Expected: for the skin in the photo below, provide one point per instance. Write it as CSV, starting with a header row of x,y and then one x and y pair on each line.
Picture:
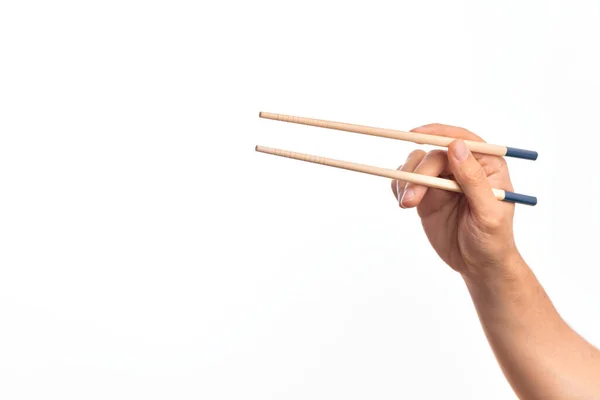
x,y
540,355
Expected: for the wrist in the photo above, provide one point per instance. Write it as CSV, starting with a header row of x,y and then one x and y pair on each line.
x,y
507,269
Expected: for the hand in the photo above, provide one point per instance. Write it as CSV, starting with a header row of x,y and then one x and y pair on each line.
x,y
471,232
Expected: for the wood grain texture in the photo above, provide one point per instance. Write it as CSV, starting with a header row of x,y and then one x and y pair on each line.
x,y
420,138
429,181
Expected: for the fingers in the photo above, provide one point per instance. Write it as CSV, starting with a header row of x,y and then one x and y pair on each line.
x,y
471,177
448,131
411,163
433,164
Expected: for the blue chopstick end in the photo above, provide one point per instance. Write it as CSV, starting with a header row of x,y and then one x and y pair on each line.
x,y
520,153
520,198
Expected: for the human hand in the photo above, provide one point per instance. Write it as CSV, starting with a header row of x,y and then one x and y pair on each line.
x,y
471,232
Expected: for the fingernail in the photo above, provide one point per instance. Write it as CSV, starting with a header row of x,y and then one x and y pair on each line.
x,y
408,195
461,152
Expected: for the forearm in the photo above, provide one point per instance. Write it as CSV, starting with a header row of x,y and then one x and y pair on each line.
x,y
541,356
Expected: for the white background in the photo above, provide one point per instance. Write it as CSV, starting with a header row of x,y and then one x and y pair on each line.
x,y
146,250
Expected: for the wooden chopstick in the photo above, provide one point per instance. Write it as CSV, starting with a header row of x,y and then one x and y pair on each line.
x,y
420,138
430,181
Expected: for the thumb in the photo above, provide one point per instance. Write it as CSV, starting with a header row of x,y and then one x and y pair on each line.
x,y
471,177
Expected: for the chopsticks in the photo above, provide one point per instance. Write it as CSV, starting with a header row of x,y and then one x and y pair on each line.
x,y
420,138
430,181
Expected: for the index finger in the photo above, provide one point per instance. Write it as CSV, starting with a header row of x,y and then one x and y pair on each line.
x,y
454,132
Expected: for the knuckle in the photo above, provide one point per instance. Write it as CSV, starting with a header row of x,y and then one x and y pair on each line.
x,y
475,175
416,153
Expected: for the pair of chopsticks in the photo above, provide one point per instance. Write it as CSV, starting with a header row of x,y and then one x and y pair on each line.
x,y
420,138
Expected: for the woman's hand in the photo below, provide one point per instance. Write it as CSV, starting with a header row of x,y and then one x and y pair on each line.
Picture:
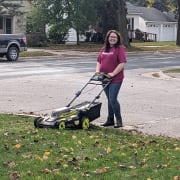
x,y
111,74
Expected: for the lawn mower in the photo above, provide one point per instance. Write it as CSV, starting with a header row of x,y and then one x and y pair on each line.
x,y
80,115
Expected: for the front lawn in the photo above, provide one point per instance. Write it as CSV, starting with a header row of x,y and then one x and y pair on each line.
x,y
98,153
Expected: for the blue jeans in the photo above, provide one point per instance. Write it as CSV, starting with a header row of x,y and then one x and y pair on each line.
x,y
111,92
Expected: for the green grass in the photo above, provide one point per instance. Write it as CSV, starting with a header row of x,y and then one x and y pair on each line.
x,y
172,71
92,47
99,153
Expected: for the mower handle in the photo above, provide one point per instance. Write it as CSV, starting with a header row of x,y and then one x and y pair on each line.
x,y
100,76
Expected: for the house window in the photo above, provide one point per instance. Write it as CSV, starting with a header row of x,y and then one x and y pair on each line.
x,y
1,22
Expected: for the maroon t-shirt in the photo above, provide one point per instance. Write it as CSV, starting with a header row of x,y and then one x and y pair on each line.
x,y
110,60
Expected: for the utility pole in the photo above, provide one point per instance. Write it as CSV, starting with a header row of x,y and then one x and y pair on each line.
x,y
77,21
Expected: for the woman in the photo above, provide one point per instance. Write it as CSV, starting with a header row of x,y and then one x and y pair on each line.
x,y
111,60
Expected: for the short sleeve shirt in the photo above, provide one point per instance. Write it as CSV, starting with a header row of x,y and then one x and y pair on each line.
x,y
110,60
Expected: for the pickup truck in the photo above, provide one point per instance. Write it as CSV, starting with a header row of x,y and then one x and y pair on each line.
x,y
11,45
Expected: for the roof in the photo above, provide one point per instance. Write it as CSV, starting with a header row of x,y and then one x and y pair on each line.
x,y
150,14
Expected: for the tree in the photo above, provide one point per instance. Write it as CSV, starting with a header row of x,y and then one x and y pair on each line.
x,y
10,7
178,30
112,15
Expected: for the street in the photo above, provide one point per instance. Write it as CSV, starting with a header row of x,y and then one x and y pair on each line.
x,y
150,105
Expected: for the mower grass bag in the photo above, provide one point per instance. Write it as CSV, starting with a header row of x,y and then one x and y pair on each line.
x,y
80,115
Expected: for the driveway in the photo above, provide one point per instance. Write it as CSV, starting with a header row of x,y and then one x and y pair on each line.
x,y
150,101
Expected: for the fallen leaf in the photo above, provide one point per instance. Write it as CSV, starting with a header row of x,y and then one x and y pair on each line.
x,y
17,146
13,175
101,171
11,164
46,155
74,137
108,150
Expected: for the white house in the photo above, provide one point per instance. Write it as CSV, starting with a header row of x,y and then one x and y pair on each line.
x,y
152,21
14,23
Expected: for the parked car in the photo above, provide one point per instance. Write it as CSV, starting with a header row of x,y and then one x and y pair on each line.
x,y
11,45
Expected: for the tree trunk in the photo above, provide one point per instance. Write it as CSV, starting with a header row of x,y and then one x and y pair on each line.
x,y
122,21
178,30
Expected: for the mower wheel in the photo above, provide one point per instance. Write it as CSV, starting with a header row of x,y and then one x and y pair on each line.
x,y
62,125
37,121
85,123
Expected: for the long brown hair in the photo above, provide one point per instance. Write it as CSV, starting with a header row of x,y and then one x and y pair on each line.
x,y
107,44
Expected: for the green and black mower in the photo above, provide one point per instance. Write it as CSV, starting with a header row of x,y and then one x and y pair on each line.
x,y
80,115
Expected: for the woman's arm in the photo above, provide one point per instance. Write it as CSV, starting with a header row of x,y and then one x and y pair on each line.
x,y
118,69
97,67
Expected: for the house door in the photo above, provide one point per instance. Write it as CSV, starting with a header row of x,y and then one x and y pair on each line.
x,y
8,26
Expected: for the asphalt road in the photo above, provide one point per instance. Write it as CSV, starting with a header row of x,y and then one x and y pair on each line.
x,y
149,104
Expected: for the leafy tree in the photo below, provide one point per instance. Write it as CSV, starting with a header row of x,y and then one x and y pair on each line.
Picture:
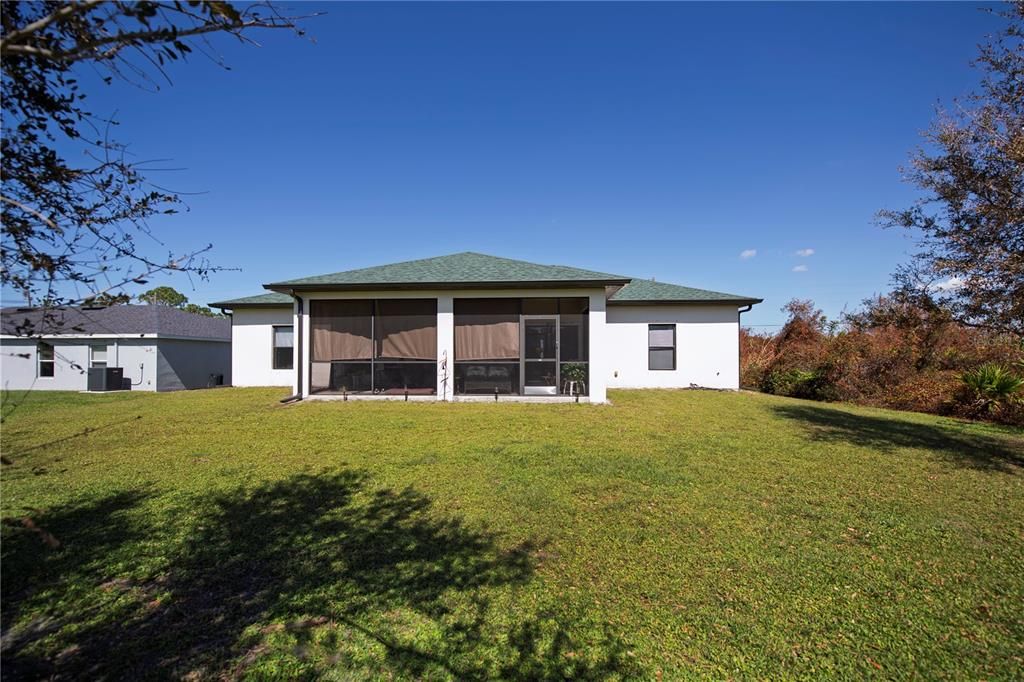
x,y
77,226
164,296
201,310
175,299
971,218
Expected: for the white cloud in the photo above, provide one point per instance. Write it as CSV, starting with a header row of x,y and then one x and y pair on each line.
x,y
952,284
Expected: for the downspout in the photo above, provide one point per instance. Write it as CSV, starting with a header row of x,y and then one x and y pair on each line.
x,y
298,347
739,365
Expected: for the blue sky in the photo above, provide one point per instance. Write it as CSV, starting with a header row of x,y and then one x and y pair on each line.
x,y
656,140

.....

== REQUIREMENT ==
Every line of the data that includes the word "below" should be copied.

== RESPONSE ==
Expected: for the skin in the photo below, provide one point per instance. Write it as CSV, starting with a header row of x,y and then one x and y pair on each line.
Expected: for the woman's hand in the photo below, provide one point per instance. Write it as CSV, starting with a header row of x,y and then one x and y pair on each line.
Expected: for the leafy tree in the photo below, provide one point per instance. Write it as CSV, starting with a header row of x,y and then one x and y pair on each line.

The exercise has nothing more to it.